§ What is required:
Extract the lines from the first line of the records below through the line containing "One marker per instance, like [496,74].", inclusive, and reproduce them exactly as written.

§ Input:

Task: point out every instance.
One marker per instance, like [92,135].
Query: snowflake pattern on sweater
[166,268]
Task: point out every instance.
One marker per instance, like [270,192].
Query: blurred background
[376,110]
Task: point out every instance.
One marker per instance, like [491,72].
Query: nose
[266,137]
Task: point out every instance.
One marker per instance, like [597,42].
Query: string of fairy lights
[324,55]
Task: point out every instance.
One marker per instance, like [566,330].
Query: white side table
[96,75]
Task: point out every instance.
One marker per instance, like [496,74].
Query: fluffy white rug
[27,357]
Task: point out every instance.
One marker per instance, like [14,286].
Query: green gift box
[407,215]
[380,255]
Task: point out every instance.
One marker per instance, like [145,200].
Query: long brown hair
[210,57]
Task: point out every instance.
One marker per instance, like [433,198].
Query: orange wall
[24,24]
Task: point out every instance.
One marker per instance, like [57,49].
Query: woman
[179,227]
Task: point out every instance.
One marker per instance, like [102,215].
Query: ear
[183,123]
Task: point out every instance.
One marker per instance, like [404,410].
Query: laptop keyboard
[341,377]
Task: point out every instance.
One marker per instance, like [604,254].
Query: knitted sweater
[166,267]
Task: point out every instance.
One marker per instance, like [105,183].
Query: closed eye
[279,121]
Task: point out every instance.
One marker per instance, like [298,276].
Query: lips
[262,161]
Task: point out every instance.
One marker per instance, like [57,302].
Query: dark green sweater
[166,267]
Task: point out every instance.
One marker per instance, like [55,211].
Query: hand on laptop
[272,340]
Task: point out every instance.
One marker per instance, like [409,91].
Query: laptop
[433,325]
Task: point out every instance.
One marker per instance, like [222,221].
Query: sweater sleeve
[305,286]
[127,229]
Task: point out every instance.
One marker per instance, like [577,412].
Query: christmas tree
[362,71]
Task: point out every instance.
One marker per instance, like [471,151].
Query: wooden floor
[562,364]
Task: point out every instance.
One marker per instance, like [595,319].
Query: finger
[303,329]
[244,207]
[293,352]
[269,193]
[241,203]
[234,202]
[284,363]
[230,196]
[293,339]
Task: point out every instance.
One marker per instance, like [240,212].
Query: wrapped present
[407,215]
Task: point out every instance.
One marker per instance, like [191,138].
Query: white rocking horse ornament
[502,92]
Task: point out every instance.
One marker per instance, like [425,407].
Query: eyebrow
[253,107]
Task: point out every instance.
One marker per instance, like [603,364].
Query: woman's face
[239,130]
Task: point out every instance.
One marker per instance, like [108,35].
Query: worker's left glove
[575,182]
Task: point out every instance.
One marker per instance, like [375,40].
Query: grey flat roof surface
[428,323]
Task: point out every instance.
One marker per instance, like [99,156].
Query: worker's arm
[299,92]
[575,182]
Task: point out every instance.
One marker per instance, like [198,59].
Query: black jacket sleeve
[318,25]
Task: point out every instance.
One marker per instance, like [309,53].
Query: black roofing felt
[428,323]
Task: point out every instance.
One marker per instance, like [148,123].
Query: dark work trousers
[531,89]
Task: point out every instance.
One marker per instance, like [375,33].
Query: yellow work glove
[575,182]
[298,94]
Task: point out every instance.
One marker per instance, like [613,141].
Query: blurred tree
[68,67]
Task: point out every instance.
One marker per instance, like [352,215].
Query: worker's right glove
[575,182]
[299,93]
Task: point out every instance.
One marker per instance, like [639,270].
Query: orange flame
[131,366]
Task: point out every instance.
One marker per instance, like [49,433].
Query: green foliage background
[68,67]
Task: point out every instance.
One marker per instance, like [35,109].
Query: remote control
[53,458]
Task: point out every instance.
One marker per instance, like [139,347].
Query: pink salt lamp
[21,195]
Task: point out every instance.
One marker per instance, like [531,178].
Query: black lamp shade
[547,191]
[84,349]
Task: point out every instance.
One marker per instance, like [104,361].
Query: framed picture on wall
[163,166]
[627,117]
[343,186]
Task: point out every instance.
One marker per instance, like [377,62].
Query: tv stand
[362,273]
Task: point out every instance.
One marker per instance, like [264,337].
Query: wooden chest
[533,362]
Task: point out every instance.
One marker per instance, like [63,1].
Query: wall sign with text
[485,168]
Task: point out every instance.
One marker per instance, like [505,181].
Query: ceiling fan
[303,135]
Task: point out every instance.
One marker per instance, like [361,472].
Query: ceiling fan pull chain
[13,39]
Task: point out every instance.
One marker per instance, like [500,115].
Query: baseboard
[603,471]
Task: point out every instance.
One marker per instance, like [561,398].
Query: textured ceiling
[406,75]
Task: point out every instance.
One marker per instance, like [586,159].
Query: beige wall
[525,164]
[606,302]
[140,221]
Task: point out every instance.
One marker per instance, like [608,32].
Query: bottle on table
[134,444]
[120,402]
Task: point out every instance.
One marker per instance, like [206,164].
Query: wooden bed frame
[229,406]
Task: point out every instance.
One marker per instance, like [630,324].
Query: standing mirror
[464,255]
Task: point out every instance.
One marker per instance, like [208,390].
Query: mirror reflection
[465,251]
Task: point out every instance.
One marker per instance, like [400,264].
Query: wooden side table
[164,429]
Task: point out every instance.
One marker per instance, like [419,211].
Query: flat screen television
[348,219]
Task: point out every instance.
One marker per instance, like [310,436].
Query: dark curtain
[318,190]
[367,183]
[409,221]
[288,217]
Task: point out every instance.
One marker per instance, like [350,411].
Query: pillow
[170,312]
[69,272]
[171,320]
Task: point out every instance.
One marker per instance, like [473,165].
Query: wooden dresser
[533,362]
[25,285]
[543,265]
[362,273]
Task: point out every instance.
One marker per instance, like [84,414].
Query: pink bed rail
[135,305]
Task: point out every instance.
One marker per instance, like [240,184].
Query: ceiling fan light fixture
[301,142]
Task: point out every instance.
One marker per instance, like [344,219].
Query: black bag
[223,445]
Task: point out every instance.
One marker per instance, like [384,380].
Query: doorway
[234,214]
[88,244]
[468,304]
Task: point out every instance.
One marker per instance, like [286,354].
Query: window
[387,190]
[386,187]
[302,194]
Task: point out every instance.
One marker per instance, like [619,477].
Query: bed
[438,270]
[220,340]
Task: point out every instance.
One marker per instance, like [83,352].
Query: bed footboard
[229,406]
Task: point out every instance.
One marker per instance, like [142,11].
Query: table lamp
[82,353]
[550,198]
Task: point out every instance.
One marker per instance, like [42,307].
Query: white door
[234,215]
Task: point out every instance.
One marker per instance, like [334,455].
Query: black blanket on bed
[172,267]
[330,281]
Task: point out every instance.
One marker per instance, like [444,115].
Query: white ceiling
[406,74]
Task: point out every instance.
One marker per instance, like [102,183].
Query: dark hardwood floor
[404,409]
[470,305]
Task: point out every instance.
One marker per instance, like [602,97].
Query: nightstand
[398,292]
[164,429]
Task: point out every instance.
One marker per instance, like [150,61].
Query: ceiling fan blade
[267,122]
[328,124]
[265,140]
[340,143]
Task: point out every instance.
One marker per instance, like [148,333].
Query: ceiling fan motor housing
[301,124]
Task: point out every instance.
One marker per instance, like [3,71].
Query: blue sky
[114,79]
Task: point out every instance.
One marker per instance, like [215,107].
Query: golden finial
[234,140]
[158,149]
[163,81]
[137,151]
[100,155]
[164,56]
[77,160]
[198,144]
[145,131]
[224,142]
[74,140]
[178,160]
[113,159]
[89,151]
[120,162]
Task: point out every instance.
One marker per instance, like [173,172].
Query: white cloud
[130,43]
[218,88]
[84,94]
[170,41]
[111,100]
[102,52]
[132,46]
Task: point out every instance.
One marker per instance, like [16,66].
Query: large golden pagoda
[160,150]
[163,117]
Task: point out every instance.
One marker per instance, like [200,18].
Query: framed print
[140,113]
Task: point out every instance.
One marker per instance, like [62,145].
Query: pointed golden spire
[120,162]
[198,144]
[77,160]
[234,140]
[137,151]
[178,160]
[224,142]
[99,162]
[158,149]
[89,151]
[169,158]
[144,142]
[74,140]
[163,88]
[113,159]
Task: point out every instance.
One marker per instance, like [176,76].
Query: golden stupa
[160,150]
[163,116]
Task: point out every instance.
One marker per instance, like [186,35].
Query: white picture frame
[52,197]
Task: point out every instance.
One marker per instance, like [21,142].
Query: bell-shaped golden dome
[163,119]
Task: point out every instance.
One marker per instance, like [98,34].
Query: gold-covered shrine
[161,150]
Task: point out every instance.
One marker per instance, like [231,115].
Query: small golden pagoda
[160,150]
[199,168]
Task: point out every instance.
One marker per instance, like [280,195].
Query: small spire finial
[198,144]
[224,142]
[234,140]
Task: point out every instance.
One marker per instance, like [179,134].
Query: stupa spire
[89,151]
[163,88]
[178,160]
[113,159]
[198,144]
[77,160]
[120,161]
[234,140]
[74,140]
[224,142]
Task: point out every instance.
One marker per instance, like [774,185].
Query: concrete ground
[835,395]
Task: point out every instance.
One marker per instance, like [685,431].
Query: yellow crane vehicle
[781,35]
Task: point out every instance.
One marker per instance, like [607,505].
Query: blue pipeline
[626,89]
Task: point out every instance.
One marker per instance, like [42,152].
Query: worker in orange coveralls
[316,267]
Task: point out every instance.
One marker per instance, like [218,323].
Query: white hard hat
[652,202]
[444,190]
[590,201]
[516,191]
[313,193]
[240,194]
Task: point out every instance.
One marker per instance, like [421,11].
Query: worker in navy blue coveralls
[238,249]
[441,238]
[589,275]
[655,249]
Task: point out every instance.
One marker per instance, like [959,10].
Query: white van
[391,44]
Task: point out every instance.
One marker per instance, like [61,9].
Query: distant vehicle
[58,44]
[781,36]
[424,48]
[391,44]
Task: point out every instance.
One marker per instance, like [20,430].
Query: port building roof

§ Written response:
Task: point out every instance.
One marker per instance, like [92,135].
Query: snowflake pattern on sweater
[166,268]
Task: point out every instance.
One marker per instance, like [270,192].
Query: blurred background
[376,110]
Task: point out every instance.
One marker per instance, like [491,72].
Query: nose
[266,137]
Task: point out every instance.
One marker per instance, like [597,42].
Query: string of fairy lights
[324,55]
Task: point out every instance.
One marker per instance, like [566,330].
Query: white side table
[96,75]
Task: point out every instance.
One marker per instance, like [496,74].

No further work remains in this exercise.